DIRECTIONS: Only one span of the listing below should come back. It runs from the line with "Would you mind pinning the woman's eyebrow" through the line with "Would you mind pinning the man on", and each of its lines must be reproduced exactly.

INFORMATION SUPPLIED:
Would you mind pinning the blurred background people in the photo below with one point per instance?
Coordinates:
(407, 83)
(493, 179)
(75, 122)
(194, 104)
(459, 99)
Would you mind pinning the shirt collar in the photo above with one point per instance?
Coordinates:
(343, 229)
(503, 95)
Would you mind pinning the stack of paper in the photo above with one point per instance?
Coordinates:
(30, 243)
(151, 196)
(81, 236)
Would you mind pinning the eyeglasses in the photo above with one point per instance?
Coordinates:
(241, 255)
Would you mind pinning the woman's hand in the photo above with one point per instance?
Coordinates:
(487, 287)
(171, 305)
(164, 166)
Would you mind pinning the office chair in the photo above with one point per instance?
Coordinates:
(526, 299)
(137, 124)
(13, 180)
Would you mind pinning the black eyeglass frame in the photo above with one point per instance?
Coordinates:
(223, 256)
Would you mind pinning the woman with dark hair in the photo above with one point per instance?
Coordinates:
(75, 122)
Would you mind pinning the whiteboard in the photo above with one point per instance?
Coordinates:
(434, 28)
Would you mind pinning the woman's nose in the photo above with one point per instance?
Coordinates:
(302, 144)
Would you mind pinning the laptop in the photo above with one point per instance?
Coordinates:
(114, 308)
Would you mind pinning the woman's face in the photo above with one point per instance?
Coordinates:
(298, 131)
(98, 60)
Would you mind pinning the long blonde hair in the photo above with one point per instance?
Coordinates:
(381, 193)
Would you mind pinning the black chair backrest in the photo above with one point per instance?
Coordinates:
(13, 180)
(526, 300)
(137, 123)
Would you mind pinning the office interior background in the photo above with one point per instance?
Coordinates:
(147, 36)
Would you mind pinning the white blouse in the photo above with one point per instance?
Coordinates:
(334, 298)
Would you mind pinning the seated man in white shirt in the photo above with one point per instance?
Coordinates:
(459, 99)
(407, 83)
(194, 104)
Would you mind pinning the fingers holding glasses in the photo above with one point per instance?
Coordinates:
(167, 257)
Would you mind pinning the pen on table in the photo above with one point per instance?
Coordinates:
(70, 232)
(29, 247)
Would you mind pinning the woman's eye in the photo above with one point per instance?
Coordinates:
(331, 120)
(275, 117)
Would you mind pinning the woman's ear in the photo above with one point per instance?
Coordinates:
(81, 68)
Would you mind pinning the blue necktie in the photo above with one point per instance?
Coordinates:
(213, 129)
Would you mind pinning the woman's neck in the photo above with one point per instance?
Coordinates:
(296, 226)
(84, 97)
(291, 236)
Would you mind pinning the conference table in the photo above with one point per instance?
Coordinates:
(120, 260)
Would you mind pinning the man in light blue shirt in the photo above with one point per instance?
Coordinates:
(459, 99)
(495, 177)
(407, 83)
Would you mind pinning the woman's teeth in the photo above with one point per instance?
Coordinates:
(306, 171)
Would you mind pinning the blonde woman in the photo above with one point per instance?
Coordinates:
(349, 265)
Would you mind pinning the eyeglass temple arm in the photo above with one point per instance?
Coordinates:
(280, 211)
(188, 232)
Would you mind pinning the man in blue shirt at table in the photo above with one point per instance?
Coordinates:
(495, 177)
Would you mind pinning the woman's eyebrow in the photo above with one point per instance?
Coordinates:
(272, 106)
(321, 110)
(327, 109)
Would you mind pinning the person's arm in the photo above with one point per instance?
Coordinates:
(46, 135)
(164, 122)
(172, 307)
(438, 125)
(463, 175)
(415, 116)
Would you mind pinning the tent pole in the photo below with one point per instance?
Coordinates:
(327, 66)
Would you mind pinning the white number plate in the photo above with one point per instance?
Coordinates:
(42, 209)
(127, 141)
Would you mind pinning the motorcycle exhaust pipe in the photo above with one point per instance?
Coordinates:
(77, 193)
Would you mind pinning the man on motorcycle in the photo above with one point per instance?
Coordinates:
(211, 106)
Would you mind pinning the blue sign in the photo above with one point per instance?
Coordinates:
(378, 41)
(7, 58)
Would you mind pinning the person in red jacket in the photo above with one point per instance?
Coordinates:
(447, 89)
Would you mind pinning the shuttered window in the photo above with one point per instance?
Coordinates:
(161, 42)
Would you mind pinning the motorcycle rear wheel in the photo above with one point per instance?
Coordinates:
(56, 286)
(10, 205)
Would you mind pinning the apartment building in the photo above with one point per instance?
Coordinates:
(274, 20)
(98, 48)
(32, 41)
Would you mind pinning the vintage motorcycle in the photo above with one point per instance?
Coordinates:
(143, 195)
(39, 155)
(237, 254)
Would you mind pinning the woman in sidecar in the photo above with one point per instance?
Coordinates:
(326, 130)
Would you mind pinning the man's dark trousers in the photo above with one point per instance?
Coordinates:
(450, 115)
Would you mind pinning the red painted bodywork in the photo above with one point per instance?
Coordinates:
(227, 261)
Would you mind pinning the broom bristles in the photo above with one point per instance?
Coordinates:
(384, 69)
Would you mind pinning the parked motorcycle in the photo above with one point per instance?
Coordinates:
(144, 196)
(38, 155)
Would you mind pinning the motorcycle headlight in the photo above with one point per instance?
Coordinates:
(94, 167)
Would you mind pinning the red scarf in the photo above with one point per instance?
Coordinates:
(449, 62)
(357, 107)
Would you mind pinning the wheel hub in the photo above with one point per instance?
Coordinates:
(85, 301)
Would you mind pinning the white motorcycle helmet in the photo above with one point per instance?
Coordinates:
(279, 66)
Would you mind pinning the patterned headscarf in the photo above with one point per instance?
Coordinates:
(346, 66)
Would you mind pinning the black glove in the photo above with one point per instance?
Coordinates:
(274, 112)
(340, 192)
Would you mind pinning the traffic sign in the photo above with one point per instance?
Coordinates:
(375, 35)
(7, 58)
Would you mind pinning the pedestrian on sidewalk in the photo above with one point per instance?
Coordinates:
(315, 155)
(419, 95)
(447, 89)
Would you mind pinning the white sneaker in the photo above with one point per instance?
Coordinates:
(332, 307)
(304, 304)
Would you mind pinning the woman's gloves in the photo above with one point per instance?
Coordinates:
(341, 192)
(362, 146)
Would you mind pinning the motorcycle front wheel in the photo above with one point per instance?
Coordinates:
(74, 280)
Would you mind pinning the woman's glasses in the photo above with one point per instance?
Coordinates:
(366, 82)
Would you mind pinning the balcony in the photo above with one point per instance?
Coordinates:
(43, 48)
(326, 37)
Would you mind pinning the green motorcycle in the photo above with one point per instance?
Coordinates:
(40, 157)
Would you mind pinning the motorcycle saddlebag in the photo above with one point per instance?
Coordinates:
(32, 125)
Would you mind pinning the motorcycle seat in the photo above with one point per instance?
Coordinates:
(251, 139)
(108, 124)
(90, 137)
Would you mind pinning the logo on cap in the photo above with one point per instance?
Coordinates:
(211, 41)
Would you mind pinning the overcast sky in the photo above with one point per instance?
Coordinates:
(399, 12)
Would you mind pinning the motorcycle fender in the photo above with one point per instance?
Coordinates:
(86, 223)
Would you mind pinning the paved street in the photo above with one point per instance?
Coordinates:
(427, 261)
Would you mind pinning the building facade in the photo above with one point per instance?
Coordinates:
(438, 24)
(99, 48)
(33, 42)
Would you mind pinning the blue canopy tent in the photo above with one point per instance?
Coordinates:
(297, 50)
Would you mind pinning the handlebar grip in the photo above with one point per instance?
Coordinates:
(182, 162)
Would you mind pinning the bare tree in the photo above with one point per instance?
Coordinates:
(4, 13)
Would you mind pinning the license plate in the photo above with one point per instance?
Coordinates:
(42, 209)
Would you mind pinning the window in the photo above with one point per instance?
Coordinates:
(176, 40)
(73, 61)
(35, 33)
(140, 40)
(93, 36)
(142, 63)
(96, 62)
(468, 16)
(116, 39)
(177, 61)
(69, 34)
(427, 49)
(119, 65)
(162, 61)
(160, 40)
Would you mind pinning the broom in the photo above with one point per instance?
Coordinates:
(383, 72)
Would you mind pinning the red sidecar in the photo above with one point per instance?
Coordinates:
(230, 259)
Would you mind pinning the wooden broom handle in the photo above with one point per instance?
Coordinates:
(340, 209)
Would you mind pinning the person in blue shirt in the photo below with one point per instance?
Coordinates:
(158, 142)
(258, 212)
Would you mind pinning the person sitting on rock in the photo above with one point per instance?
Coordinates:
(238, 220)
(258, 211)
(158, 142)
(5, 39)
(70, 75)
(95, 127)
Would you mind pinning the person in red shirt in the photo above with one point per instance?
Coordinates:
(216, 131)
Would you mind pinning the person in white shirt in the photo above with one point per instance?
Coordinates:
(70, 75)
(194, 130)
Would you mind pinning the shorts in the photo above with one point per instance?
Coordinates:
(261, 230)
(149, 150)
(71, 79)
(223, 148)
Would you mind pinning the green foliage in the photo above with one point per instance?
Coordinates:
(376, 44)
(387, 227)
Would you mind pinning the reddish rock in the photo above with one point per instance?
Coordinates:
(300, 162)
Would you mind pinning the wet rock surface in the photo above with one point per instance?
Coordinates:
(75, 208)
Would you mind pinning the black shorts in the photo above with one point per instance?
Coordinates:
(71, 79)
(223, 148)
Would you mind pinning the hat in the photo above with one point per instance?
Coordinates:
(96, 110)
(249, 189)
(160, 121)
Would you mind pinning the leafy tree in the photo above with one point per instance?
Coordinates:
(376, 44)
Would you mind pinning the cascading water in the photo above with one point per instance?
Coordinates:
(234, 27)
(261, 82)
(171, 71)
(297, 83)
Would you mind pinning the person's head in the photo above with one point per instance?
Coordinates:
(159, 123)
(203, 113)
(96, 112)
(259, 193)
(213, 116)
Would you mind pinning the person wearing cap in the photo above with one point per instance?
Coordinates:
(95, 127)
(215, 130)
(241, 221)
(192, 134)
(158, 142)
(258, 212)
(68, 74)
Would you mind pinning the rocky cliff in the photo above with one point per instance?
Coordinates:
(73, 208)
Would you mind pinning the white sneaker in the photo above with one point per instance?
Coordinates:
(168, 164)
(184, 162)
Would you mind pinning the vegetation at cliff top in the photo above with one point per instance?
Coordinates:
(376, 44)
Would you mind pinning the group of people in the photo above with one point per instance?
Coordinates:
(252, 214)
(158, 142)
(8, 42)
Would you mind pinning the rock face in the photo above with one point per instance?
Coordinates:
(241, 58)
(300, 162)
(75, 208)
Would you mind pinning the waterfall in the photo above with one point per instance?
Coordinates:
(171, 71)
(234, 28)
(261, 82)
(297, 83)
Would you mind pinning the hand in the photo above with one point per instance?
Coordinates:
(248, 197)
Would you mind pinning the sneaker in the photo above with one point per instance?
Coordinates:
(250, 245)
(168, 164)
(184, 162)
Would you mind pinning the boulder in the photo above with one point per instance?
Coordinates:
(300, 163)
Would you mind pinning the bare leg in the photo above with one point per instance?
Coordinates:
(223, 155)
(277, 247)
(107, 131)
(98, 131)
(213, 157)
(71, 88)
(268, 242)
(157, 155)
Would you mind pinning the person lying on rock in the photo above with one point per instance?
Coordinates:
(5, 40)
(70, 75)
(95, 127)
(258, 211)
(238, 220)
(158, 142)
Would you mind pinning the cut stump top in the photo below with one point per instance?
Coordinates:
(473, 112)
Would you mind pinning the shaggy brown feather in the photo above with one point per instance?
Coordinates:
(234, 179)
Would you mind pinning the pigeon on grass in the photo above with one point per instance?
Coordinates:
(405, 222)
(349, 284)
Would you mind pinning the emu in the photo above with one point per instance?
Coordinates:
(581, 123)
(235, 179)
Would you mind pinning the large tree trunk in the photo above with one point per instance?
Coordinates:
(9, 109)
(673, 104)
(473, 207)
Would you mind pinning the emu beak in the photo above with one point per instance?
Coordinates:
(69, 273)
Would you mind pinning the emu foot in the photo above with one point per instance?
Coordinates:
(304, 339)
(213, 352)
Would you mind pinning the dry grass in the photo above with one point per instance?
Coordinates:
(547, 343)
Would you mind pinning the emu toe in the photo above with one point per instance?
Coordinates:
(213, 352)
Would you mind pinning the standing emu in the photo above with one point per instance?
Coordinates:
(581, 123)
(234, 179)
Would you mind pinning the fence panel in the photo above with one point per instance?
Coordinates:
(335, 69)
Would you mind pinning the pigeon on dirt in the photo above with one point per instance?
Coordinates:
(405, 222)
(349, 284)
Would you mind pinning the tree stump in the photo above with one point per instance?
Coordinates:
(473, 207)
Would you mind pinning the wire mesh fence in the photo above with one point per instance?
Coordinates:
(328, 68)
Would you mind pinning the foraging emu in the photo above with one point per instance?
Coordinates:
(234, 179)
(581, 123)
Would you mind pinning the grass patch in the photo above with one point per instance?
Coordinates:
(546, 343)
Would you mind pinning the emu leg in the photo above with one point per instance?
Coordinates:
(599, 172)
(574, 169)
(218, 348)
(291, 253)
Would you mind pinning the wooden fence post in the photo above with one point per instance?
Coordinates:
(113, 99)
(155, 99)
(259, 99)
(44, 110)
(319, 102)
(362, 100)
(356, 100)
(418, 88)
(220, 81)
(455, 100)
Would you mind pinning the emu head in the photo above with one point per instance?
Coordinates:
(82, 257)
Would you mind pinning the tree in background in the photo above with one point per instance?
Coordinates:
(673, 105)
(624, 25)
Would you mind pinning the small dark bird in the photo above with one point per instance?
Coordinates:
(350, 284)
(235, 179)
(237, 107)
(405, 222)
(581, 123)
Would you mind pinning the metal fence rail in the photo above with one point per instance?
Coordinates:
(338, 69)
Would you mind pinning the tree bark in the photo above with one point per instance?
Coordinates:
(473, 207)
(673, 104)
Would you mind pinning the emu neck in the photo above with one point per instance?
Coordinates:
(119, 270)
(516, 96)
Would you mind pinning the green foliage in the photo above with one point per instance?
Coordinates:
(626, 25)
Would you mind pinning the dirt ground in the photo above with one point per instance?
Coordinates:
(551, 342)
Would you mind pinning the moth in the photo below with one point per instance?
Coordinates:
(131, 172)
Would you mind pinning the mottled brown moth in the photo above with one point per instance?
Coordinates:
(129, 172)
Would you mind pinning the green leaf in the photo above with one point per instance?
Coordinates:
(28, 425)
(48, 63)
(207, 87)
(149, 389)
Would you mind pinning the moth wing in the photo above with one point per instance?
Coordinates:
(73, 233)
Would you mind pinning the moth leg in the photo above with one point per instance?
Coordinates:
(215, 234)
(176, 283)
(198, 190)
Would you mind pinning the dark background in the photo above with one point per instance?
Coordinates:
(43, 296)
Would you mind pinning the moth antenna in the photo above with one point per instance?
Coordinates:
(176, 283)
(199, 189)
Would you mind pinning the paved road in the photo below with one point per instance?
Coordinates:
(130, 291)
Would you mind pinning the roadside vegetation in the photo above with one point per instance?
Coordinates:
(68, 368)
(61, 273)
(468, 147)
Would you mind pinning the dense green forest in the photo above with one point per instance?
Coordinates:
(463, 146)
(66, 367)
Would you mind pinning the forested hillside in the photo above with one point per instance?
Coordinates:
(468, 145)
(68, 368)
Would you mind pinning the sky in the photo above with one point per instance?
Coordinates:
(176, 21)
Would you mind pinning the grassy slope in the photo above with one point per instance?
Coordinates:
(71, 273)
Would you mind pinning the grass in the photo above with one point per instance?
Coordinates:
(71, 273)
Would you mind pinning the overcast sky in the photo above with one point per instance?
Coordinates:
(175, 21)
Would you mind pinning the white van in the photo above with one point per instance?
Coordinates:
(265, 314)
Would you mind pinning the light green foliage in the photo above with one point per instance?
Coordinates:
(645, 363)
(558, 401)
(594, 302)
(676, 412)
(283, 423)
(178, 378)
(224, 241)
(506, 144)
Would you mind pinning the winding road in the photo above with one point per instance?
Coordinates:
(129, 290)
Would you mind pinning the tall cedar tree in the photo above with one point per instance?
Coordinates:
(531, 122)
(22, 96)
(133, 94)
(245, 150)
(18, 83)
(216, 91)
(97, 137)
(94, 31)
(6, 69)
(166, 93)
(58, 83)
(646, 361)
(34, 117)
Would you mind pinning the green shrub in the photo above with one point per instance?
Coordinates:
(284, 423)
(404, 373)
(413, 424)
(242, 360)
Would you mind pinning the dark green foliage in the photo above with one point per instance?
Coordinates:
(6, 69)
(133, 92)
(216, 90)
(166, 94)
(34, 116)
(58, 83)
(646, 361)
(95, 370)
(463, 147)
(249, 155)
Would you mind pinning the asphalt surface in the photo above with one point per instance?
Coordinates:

TASK ANSWER:
Would you mind pinning the woman's eyebrow in the photo above with one point per instance?
Coordinates:
(272, 106)
(321, 110)
(327, 109)
Would you mind pinning the person's arm in the photo above with one point per instance?
Coordinates:
(46, 135)
(164, 122)
(172, 307)
(438, 125)
(463, 175)
(415, 116)
Would you mind pinning the tent pole in the photo below with one point per instance?
Coordinates:
(327, 66)
Would you mind pinning the white number plate in the photo above with one point per instance?
Coordinates:
(42, 209)
(127, 141)
Would you mind pinning the motorcycle exhaust pipe in the photo above with one point per instance?
Coordinates:
(77, 193)
Would you mind pinning the man on motorcycle in the photo above with one point per instance?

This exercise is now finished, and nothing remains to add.